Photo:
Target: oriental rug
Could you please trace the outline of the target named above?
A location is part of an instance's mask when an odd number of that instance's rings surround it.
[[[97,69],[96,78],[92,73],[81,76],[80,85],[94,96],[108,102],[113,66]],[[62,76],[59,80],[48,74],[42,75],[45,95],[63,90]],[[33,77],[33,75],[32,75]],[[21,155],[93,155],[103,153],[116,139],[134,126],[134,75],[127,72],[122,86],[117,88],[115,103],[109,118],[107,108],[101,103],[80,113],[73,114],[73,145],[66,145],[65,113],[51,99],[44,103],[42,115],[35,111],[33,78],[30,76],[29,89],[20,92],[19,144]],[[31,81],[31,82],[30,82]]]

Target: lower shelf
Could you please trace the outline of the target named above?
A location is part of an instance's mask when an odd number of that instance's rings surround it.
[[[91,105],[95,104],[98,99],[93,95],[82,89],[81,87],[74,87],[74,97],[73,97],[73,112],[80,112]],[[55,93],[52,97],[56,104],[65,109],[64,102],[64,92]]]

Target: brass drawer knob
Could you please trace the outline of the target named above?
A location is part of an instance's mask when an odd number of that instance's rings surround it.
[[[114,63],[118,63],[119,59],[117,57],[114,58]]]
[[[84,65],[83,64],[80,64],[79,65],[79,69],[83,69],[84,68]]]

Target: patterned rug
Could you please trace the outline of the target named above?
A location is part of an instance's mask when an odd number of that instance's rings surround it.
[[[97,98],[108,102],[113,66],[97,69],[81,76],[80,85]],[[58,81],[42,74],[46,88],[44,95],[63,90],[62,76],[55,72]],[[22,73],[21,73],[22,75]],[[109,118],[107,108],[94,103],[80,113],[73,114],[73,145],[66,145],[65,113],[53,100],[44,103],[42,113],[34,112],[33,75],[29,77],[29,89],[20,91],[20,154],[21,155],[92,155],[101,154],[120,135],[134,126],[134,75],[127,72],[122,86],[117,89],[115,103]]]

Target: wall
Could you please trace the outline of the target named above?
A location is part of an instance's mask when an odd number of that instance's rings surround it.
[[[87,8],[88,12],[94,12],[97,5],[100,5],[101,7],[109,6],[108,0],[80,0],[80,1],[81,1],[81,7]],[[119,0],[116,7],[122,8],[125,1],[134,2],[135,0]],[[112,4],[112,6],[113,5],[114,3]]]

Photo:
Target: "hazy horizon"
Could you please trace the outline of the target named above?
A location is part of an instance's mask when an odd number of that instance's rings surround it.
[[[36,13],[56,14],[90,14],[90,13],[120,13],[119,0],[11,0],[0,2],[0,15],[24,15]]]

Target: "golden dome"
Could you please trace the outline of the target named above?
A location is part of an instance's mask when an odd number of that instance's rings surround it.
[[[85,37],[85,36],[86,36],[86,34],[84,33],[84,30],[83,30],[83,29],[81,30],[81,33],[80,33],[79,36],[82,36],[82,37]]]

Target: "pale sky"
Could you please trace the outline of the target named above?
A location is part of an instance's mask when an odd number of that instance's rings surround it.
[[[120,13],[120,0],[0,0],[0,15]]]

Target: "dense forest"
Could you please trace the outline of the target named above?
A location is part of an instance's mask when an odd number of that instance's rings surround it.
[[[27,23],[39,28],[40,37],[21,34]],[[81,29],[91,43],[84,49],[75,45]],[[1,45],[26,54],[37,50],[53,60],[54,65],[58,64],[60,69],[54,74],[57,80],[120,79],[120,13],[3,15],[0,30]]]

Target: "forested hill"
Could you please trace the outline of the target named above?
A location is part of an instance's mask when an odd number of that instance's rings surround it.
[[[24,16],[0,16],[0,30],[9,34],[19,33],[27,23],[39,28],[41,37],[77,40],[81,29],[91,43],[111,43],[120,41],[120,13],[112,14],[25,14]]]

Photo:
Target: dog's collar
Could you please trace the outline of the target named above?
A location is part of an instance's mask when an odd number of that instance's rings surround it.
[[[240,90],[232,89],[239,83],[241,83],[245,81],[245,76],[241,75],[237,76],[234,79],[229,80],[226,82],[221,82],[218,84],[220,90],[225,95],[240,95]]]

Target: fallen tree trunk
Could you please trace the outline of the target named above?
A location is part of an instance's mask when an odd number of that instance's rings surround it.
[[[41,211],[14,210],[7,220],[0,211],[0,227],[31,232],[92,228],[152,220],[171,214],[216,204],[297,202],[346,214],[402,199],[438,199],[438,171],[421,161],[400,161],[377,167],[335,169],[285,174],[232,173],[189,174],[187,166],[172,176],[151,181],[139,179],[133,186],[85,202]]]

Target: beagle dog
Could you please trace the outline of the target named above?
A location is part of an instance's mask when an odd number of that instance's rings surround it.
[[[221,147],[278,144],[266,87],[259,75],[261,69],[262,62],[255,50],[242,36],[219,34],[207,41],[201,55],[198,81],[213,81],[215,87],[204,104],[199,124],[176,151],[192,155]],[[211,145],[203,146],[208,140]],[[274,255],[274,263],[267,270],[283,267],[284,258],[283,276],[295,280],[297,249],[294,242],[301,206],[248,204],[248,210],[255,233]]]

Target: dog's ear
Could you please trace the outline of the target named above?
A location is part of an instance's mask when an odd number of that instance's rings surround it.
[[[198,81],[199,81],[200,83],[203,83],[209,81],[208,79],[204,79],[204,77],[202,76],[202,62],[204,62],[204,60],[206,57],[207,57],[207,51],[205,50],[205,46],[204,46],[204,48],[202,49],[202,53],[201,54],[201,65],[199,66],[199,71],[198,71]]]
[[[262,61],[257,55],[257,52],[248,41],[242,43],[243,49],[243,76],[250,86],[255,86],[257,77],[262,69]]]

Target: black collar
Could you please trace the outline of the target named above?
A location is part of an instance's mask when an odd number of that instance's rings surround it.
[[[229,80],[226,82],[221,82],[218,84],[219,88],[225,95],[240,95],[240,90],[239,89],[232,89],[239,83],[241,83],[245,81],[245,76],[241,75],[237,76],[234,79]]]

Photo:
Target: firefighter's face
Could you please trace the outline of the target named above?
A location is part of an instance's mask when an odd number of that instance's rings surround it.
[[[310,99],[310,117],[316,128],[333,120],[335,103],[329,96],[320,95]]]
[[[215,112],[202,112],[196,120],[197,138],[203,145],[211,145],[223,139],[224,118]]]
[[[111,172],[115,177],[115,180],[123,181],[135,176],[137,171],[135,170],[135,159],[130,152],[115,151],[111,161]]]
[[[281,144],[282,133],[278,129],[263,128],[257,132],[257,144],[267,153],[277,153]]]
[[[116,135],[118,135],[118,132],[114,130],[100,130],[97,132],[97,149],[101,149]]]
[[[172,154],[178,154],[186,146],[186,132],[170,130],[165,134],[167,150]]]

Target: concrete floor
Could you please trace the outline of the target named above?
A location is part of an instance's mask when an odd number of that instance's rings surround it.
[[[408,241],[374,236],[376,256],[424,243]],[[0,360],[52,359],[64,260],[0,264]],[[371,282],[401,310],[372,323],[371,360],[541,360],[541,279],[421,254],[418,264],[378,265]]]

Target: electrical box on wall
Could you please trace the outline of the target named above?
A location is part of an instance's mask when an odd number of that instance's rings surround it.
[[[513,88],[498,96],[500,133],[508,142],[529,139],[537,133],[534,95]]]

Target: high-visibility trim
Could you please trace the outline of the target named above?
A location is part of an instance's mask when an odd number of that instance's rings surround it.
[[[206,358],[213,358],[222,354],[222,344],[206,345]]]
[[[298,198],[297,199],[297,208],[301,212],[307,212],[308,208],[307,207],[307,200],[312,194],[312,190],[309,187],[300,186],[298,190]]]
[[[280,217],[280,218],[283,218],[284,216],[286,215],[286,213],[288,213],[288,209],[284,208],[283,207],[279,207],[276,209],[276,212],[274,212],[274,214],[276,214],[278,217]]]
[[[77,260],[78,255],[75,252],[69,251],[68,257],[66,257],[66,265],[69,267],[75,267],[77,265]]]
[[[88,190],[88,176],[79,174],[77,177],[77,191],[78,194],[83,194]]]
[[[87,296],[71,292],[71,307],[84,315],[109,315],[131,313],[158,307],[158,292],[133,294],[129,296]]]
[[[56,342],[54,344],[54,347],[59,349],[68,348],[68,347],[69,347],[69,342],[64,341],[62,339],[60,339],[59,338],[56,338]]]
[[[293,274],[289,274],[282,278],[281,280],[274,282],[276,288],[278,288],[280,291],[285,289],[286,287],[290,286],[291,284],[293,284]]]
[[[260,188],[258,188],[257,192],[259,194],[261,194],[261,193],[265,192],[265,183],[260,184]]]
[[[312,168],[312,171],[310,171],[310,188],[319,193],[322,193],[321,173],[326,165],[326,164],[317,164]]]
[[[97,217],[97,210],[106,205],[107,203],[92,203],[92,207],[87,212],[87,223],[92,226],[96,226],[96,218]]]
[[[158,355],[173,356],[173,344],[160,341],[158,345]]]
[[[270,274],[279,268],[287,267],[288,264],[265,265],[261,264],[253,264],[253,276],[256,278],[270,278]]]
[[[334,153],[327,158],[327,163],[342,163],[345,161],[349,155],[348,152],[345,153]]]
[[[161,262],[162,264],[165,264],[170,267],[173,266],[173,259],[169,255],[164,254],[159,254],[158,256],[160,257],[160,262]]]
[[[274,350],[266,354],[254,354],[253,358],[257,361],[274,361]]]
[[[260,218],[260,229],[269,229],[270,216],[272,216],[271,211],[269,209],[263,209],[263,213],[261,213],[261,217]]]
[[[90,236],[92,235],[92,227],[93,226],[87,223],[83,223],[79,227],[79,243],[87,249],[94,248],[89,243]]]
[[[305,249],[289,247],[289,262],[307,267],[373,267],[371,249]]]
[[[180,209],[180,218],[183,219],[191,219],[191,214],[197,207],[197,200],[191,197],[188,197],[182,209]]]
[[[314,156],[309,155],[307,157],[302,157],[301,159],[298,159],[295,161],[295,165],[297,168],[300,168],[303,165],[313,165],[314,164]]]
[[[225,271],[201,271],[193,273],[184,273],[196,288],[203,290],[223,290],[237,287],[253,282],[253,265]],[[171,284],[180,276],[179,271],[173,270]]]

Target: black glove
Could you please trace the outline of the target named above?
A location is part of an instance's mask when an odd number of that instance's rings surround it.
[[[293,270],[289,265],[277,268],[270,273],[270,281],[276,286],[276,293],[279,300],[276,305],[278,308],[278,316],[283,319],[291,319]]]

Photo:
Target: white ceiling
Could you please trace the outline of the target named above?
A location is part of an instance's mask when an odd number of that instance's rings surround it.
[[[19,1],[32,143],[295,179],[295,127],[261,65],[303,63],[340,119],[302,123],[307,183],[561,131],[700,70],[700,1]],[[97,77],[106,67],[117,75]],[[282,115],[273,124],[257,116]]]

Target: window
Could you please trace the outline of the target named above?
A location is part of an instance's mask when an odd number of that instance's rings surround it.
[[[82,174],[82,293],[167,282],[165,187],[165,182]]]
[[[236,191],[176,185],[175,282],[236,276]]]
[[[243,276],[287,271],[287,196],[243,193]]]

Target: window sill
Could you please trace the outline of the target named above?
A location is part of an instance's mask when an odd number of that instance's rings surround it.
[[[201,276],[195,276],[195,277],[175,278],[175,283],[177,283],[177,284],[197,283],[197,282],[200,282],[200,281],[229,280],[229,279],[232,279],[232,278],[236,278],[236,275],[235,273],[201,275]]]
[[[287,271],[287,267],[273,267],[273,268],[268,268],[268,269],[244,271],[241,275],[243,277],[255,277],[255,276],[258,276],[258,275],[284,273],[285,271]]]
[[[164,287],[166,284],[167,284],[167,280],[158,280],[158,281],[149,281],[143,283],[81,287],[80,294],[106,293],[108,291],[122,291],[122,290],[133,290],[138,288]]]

★ ★ ★ ★ ★

- [Direction]: Reproduce the records above exactly, starting with the line that contains "Target: window sill" and ending with the last line.

- [Response to the exercise]:
Target: window sill
Could you please trace the outline of the target named above?
A location is part of an instance's mask when an odd number of that instance's rings surround it.
[[[201,276],[195,276],[195,277],[175,278],[175,283],[177,283],[177,284],[197,283],[197,282],[200,282],[200,281],[229,280],[229,279],[232,279],[232,278],[236,278],[236,275],[235,273],[201,275]]]
[[[287,271],[287,267],[273,267],[273,268],[268,268],[268,269],[244,271],[241,275],[243,277],[255,277],[255,276],[258,276],[258,275],[284,273],[285,271]]]
[[[164,287],[166,284],[167,284],[167,280],[158,280],[158,281],[149,281],[143,283],[81,287],[80,294],[106,293],[108,291],[122,291],[122,290],[133,290],[138,288]]]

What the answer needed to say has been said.